COMPLETE THE FOLLOWING:
(1) Print the passage of the Prozac essay starting with "Before anything else, there" and going on through "day at most.", word for word.
(2) Proceed with the essay about starting Prozac, picking up right after its final sentence.

SELECTED EXCERPT:

Content starts

At the beginning of last semester, I started Prozac. That’s the brand name of fluoxetine, which is an SSRI—selective serotonin reuptake inhibitor. Pretty much my brain either doesn’t make enough serotonin, or takes it back up from the synaptic cleft too quickly. My psychiatrist didn’t test for any of this when I met with him; he knew I had a family history of depression, and asked me to describe how I felt in one of my lows.

I told him there was a sadness there, but not the sharp, cathartic kind, accompanied by hopelessness about my own future and the kind of existential dread that makes it hard to tell whether humans have always felt this way or if that’s just what late stage capitalism wants you to think. The depression didn’t come from nowhere; it would start with a reminder—that I was more single or less accomplished than I’d wanted to be—that would balloon out until I had to ask if normal people got this miserable about the same things. 

He decided Prozac and I were a good fit.

Before anything else, there were the side effects. I got really tired, but whenever I slept I’d have these multi–night stress dream marathons. The first few weeks featured daily bouts of derealization, which means that the world felt suddenly dreamlike. When the meds finally started to work as intended, it was hard to notice them. The effects just weren’t hitting me as hard as they used to, and my “recovery time” went down from days to maybe a day at most.

There was a problem though: I was still sleeping through my lectures, and my verve for working hard in classes with less–than–inspiring profs had yet to bounce back. A kind of fundamental shift had happened. Without the looming threat of a grade–induced depression, grades didn’t seem as important. Somewhere along the way, I shifted from a primarily fear–based motivation to one that was driven by passion.

Content ends

EXERCISE DATA:

Content starts

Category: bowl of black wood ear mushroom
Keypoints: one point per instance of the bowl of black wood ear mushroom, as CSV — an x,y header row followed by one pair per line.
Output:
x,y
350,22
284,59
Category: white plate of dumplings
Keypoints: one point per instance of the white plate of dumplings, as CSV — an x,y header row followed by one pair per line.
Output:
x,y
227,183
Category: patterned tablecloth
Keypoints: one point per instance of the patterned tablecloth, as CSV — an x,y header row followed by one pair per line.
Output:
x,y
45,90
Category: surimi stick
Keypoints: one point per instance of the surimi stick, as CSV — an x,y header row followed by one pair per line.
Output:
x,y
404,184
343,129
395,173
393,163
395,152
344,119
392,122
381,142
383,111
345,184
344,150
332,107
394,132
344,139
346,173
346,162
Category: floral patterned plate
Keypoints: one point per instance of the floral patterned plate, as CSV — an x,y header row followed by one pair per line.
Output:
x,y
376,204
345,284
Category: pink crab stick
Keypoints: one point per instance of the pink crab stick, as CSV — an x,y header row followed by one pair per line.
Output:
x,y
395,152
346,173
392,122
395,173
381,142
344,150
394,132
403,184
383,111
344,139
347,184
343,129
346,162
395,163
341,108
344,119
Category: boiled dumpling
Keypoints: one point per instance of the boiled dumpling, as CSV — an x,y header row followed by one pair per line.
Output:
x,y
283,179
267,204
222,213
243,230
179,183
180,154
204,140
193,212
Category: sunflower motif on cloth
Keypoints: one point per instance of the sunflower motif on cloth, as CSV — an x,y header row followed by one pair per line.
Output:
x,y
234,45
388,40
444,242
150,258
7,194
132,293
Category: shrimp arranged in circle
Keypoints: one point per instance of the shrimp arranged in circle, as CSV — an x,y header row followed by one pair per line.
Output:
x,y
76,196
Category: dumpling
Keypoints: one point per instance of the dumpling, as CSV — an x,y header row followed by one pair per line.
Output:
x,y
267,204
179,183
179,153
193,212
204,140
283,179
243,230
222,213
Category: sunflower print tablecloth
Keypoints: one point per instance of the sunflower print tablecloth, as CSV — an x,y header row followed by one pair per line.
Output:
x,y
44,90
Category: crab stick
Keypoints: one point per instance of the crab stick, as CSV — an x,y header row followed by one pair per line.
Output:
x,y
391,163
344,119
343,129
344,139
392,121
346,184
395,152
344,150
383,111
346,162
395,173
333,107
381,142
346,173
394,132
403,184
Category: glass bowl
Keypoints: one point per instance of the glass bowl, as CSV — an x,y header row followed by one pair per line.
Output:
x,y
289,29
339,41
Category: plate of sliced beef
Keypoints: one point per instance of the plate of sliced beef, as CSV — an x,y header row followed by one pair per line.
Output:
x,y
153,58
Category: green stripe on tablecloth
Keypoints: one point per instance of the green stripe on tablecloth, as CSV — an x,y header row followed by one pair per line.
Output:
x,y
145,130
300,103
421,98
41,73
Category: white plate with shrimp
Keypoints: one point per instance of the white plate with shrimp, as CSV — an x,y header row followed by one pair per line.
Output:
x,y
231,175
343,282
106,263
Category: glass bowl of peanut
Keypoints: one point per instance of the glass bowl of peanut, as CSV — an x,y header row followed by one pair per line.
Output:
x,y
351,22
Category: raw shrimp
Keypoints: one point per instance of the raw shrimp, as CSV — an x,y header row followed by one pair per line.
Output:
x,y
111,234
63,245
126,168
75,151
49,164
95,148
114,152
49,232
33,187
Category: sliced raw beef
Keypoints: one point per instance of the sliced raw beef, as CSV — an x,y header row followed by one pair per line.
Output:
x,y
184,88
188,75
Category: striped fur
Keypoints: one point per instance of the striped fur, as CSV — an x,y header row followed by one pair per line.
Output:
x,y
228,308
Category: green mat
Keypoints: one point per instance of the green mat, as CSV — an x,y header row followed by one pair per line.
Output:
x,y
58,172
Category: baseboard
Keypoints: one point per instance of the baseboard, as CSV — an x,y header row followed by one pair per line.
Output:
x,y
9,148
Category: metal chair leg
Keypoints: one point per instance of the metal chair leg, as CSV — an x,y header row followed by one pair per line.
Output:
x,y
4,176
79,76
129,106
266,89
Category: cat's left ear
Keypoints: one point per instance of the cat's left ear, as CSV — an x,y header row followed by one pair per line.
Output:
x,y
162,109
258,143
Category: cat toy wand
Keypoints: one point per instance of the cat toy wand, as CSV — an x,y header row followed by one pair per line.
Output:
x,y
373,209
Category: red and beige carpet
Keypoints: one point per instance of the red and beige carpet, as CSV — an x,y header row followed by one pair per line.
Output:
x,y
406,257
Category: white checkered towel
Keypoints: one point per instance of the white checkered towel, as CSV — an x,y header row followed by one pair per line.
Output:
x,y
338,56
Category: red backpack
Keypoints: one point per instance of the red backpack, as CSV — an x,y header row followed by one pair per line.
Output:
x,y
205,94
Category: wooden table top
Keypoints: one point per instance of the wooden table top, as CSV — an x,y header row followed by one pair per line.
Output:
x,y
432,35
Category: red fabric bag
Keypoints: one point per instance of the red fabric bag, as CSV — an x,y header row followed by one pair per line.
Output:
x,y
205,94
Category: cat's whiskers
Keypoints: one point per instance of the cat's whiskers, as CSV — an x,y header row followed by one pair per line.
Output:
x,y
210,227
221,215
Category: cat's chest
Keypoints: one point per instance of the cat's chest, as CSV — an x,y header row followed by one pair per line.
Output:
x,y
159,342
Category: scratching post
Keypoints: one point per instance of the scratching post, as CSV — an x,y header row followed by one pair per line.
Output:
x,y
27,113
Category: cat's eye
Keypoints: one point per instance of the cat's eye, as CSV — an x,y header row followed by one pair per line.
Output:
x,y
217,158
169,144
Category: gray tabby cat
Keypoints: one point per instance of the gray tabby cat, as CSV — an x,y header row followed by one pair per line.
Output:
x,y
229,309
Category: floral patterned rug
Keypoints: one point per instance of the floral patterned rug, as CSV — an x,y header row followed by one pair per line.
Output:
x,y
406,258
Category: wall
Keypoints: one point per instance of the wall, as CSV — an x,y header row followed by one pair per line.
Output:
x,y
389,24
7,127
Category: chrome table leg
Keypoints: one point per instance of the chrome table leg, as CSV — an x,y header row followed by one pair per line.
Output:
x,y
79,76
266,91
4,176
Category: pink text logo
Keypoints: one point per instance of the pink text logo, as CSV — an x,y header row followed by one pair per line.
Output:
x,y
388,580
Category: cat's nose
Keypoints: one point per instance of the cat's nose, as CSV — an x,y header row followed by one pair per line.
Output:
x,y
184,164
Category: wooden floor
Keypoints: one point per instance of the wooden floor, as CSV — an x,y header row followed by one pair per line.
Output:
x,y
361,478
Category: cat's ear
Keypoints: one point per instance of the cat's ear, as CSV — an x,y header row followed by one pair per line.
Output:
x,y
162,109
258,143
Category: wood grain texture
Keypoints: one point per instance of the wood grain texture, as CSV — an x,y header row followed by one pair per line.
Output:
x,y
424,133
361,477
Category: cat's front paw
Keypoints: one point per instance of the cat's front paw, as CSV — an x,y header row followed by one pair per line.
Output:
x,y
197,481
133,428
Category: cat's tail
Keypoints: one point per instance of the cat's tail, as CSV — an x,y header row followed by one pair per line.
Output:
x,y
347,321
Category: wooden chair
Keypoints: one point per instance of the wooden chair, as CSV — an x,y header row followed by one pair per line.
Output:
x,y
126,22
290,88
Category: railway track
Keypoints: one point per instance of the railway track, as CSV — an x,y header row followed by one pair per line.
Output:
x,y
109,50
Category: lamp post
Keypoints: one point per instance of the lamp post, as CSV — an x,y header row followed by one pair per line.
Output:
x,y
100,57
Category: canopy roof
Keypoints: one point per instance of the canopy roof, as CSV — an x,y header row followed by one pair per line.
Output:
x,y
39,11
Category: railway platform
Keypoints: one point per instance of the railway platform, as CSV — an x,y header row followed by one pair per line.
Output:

Content ends

WRITTEN RESPONSES:
(1)
Before anything else, there were the side effects. I got really tired, but whenever I slept I’d have these multi–night stress dream marathons. The first few weeks featured daily bouts of derealization, which means that the world felt suddenly dreamlike. When the meds finally started to work as intended, it was hard to notice them. The effects just weren’t hitting me as hard as they used to, and my “recovery time” went down from days to maybe a day at most.

(2)
People love to throw around the phrase, “Prozac Nation,” as a scare tactic, conjuring images of a lobotomized society too Xanned–out to feel anything. But the original Prozac Nation, a 2001 cult classic starring Christina Ricci (j’adore), has the opposite message. The film is set in the pre–medication '80s, following a Harvard student named Lizzie—in an uncanny bit of coincidence, she’s also a music writer—as she spirals out of control, choosing every wrong option to cope with her instability. 

I was worried, in a way that a lot of people are worried when they start psychiatric treatment, that I’d become dull—a shell of the former self who loved that I could relate to Fiona Apple because we both felt too much. Of course, I needn’t have been. My brain just needed a little recalibration.

This issue is called ‘Your Brain on UPenn,’ but it’s not really about the havoc Penn wreaks on your psyche. These stories begin after the damage has already been done, and ask how we can recalibrate our minds to reach some semblance of our former selves, or emerge on the other side a new, more whole version. Some of us turn to comfort shows or cut our own bangs, while others rewire their brains with psychedelics. Our feature explores the doctrine of positive psychology, certainly the healthiest approach, but perhaps not as much of a panacea as it’s cracked up to be. 

If there’s one thing our staff learned putting this package together, it’s that not everyone needs Prozac, but everyone needs a way to cope. When you look at it that way, antidepressants don’t seem so bad anymore.